REQUIREMENTS:
A) Repeat word for word the part of the Gay Days Orlando article from "I was working" up to and including "Row [Sports Grill].".
B) According to the Gay Days Orlando article, in what year did Mark Baker attend his first circuit party?
C) Pick up the Gay Days Orlando article after its last line and keep writing from that point.

* START SELECTION *

Here he comes to save the day! Party-producing superhero Mark Baker turns it out for his annual Gay Days Orlando roster of revelry.
by Matt Kalkhoff

Here's the situation: Dr. Octopus and his evil band of henchmen have stolen the Statue of Liberty and are demanding the unconditional surrender of New York City as ransom. Your assignment for the Daily Bugle is to document this story of a lifetime on film. So you don a pair of 3-D glasses and set out onto the streets in an experimental 12-passenger motion simulator called The Scoop to watch Spider-man battle his archenemy while traveling through a whirling vortex of three-dimensional special effects. Your adventure culminates when a bad guy pushes your vehicle off one of the buildings, sending you spiraling down 20-stories before Spider-man rushes to catch you and save the day.

This may not sound like your typical Circuit party experience, but then again, there's nothing typical about Gay Days weekend in Orlando or any of the parties Mark Baker produces. Living in Orlando since the early 80s, Baker has utilized the experience and creativity he gleans from his television production day job to create some of the most unique and spectacular events the Circuit has ever seen. What else would you expect from someone whose motto is: Beyond belief is where this party begins!

This year Baker has lined up seven major soirees during the weekend - spanning from Friday, May 31st into the early morning hours of Monday, June 3rd - which will feature massive spectacles, fantastic settings, and the turntable talents of DJs Abel, Don Bishop, Lydia Prim, Tracy Young, Barry Harris, Brett Henrichsen, and Susan Morabito and performances by party divas Circuit Mom and Power Infiniti. With just a few weeks left before the magical weekend commences, we caught up with the party powerhouse to discuss his Midas touch, the inspiration behind building better bashes, and why you shouldn't dare miss this year's Gay Days weekend.

How did you get into promoting parties?

I was working for Disney in show production. Then I got into directing TV commercials. In 1996 I went to my first circuit party and I was like, I can do that. Gay Day weekend was just starting to get going as far as the big parties and we had the opportunity to do a late-night party at [Friday's] Front Row [Sports Grill].

What it your philosophy behind making a good party great?

* END SELECTION *
* START DATASET *

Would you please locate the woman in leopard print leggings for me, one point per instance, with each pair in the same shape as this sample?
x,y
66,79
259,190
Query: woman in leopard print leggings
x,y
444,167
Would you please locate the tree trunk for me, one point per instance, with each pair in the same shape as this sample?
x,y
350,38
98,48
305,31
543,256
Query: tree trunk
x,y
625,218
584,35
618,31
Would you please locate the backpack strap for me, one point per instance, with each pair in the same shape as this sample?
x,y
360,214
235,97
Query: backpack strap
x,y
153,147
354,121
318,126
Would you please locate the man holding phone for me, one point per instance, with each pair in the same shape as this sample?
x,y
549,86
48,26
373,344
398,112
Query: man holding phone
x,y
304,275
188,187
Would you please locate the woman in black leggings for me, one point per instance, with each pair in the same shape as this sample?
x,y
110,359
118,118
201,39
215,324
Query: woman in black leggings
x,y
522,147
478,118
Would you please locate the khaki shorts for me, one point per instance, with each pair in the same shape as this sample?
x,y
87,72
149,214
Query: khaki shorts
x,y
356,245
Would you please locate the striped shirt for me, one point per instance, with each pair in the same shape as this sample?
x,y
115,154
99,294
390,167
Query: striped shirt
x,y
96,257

* END DATASET *

RESULTS:
A)
I was working for Disney in show production. Then I got into directing TV commercials. In 1996 I went to my first circuit party and I was like, I can do that. Gay Day weekend was just starting to get going as far as the big parties and we had the opportunity to do a late-night party at [Friday's] Front Row [Sports Grill].

B) 1996

C)
Circuit parties have become much more entertainment-oriented as gay people have integrated into the mainstream of society. When we design the parties, we think, What's the best thing we can do that the audience will find most entertaining for the amount of money they spent.

Do you go to other parties to check out what's going on?

I do a little bit. I always like to double-check what we're doing against other parties. I think that the market is kind of saturated, and some parties that are not so good are seeing a drop in attendance. I think if you want to compete in the market or keep your market share, you've got to produce something that's bigger and better for people so that they want to keep coming back. Whatever your attendance is this year is more based on how a party was last year and what people said about it.

You've maintained a great reputation and that definitely helps.

We spend a lot of time and energy making it the best it can be. We go through tons of ideas for parties. I always ask myself, Are the people coming to this party going to find this entertaining?

How do you go about choosing the DJs?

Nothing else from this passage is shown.